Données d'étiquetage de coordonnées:
────────────────
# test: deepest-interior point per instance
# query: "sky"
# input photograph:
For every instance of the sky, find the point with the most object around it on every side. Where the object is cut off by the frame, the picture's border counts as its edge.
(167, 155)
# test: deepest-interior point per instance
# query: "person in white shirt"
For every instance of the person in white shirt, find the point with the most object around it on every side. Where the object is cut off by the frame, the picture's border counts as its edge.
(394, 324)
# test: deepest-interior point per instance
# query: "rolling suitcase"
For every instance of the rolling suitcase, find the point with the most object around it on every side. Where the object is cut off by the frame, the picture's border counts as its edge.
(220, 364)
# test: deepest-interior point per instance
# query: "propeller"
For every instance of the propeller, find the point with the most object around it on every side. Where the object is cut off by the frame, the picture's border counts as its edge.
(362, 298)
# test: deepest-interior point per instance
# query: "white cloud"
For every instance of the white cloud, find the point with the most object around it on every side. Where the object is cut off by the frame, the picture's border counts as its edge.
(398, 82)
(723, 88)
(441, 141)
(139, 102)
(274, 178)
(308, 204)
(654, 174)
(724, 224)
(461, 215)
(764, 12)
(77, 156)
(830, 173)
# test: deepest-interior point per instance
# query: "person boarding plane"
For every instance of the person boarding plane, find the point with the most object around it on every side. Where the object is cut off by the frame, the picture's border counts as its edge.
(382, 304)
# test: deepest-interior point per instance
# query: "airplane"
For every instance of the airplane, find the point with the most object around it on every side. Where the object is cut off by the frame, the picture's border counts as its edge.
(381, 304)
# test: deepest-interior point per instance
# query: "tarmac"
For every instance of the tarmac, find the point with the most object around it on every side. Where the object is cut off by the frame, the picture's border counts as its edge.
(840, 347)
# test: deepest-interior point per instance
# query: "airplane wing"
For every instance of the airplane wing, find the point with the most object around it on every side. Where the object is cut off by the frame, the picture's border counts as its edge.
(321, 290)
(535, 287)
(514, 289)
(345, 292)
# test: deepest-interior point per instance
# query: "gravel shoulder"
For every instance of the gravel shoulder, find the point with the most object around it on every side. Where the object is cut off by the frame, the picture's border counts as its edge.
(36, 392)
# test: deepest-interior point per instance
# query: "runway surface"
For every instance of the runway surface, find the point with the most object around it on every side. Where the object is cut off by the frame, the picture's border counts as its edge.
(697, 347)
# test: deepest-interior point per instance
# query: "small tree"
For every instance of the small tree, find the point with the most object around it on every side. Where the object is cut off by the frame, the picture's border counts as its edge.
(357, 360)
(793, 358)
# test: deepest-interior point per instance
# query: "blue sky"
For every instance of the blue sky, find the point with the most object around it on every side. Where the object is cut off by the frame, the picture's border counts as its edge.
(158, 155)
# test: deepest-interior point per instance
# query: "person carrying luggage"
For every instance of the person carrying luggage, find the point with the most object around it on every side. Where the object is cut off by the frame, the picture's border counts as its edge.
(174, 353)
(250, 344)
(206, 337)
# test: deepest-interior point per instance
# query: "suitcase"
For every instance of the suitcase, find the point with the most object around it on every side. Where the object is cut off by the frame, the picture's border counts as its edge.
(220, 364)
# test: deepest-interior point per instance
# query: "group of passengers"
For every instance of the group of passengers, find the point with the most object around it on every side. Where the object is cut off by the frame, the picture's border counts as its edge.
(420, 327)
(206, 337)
────────────────
### Détails de l'exercice
Combien de lignes ci-dessus contiennent la chaîne « shirt » ? Donnez uniquement ce nombre.

### Solution complète
2